MATERIAL SHOWN START

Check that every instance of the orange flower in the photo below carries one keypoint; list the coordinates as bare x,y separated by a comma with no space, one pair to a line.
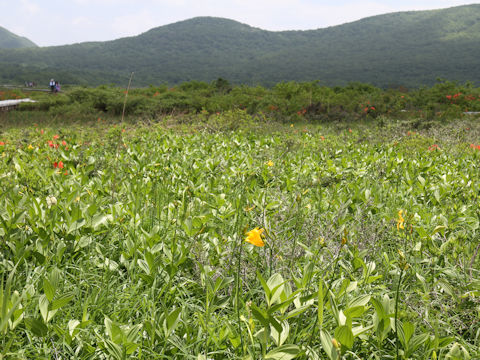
254,237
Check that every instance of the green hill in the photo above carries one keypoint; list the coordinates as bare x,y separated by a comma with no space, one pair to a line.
405,48
9,40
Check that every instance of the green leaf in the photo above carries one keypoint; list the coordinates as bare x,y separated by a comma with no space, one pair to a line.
61,301
320,304
48,289
355,311
100,220
113,349
327,345
43,306
172,320
37,327
284,352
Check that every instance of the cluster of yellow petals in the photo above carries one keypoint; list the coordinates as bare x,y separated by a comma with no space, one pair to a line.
400,221
254,237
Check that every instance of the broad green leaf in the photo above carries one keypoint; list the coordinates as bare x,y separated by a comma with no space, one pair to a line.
36,326
345,336
61,301
172,320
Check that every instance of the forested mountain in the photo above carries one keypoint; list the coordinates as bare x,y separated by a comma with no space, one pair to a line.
9,40
405,48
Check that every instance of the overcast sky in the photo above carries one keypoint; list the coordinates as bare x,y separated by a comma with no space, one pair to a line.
59,22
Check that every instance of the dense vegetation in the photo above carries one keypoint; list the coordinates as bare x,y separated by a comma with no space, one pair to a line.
218,232
409,48
9,40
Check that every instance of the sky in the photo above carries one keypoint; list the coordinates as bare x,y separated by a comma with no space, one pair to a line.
60,22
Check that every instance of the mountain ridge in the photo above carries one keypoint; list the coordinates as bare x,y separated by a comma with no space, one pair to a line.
9,40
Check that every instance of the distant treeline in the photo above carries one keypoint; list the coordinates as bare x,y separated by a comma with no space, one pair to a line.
407,48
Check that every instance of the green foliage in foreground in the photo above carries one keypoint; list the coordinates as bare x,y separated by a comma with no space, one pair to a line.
128,242
290,101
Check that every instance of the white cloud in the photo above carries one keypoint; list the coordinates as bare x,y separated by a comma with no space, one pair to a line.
133,24
29,7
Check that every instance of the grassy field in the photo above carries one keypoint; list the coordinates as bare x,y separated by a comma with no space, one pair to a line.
128,240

MATERIAL SHOWN END

--- EXERCISE DESCRIPTION ---
Retype the listing exactly and drop the pictures.

--- EXERCISE RESPONSE ---
Check that every instance of the orange flower in the photo below carries one keypoint; list the coordinates as bare x,y separated by a comma with no space, one pair to a line.
254,237
Check that every instance of the green hill in the photo above carries one keypoint; list the coordinates as bare x,y separated by a comma with no space, one pair to a line.
405,48
9,40
Check that every instance of the green leaf in the photo above carries one keypoint; list the coordinates as bare x,y separated by a comma with no space, one pair to a line.
61,301
320,304
48,289
355,311
100,220
113,349
327,345
43,306
172,320
37,327
284,352
Check that every instance of the cluster of yellow petals in the photo above carries one keypoint; list the coordinates as bare x,y separated by a comma with no space, one pair to a line.
400,221
254,237
Check that every instance of the broad green leaf in the photo above carries one keypoint; list the coordinates as bare x,y separated by a comma with no space, one pair to a line.
36,326
345,336
61,301
172,320
Check that every instance of the forested mountain in the photo above carries one keypoint; list the coordinates as bare x,y separated by a comma with no space, one pair to a line.
9,40
405,48
Check that every instance of the overcast sky in the photo above carries one keypoint; list the coordinates as bare x,y separated by a comma with no space, one pair to a line.
59,22
Check that every instance of the dense vegetation in the photo above carries one keypoint; list the coordinates as bare x,y separated by a comma with no space, one pair to a line.
218,232
409,48
9,40
Check that every instance of the sky in the photo above carries one keypoint; list the coordinates as bare x,y separated by a comma with no space, one pair to a line.
60,22
Check that every instance of the mountain ridge in the photo above carries one keypoint; list the coordinates as bare x,y separated by a comma with no space, one pair to a line.
9,40
Check that every instance of the distant treeline in the photo above carries one keypoint; list the coordinates as bare x,y separated by a comma with no space, one pair to a line.
407,48
Check that every instance of the green foliage in foreground in the photo above carries one keypoint; list the coordinates as bare x,y separated by a comma with no space, one pair to a line.
128,242
290,101
Check that every instance of the white cloud in the photo above carries one keypoint; list the coordinates as bare x,y separated by a comma with no space, one pair to a line.
133,24
29,7
Check that every instance of the grassy field in the photo above carries one keypoint; list the coordinates as bare x,y separated by a comma with no space, one pair to a line.
128,240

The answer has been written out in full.